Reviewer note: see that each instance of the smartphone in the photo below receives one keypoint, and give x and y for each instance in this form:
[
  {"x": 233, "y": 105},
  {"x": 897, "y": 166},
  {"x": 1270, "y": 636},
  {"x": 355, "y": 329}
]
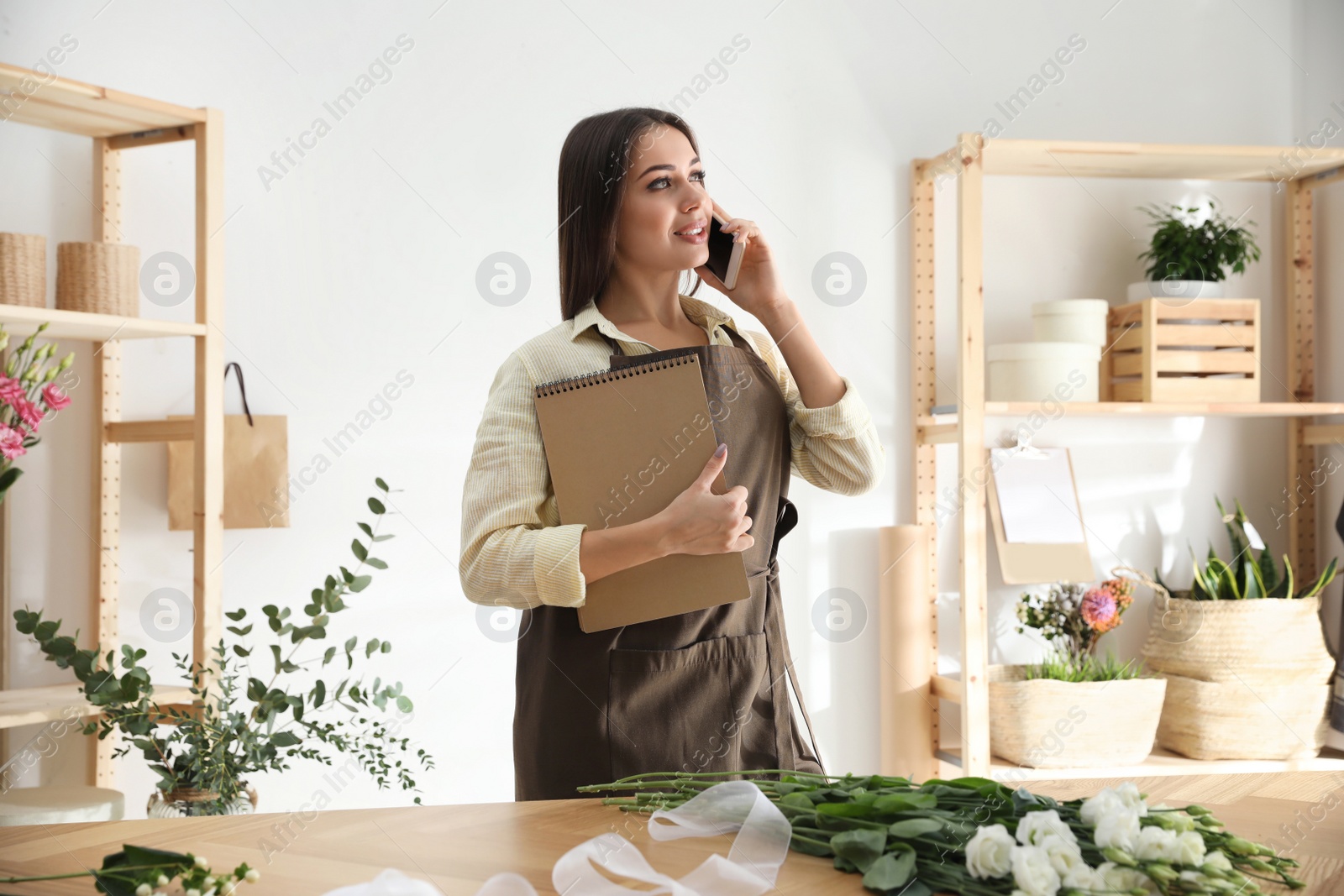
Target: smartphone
[{"x": 725, "y": 254}]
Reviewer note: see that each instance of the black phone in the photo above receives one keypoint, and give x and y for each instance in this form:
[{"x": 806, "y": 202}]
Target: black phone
[{"x": 725, "y": 254}]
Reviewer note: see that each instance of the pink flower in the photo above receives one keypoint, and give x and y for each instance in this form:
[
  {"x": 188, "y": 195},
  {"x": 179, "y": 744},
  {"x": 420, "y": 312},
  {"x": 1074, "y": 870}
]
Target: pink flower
[
  {"x": 11, "y": 389},
  {"x": 11, "y": 441},
  {"x": 29, "y": 412},
  {"x": 1100, "y": 610},
  {"x": 54, "y": 398}
]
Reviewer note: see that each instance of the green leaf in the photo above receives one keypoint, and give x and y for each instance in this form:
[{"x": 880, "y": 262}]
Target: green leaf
[
  {"x": 905, "y": 802},
  {"x": 862, "y": 846},
  {"x": 1321, "y": 580},
  {"x": 844, "y": 810},
  {"x": 1269, "y": 573},
  {"x": 893, "y": 869},
  {"x": 1252, "y": 577},
  {"x": 914, "y": 826}
]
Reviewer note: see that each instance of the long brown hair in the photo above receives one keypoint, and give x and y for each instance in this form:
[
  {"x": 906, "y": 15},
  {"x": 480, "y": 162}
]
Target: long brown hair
[{"x": 595, "y": 160}]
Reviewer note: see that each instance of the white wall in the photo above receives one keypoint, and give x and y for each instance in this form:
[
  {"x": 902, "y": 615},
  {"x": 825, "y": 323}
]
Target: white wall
[{"x": 360, "y": 262}]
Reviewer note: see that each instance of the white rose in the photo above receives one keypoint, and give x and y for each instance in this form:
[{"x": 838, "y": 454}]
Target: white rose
[
  {"x": 1037, "y": 825},
  {"x": 1189, "y": 848},
  {"x": 1095, "y": 808},
  {"x": 1119, "y": 829},
  {"x": 1084, "y": 876},
  {"x": 1063, "y": 855},
  {"x": 1121, "y": 878},
  {"x": 1032, "y": 872},
  {"x": 988, "y": 852},
  {"x": 1156, "y": 844}
]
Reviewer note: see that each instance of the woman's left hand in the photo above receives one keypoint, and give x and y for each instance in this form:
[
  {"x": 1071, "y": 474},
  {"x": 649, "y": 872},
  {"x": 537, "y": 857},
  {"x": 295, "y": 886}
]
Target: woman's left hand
[{"x": 759, "y": 291}]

____________________

DO THIS: The lines to reproduce run from the one that contains "Reviewer note: see that each instance of the white wall" through the last line above; copy them exactly.

TASK RESPONSE:
Reviewer note: see that each instance of the white wall in the photo above receives one keypoint, and give x and y for each instance in this form:
[
  {"x": 902, "y": 615},
  {"x": 825, "y": 323}
]
Target: white wall
[{"x": 360, "y": 262}]
Reviewer note: see that each instance of the white rose in the photo above receives one keypoint, and give x and y for each instance in this form:
[{"x": 838, "y": 454}]
Target: white rose
[
  {"x": 1037, "y": 825},
  {"x": 1189, "y": 848},
  {"x": 1095, "y": 808},
  {"x": 1119, "y": 829},
  {"x": 1084, "y": 876},
  {"x": 1063, "y": 855},
  {"x": 1121, "y": 878},
  {"x": 1032, "y": 872},
  {"x": 988, "y": 852},
  {"x": 1156, "y": 844}
]
Reviewer note: see that each instance of the woman's left hand in the photo above receives one keypoint, and give x and y for each instance in this form:
[
  {"x": 1071, "y": 474},
  {"x": 649, "y": 872},
  {"x": 537, "y": 857},
  {"x": 295, "y": 886}
]
Target: woman's left hand
[{"x": 759, "y": 291}]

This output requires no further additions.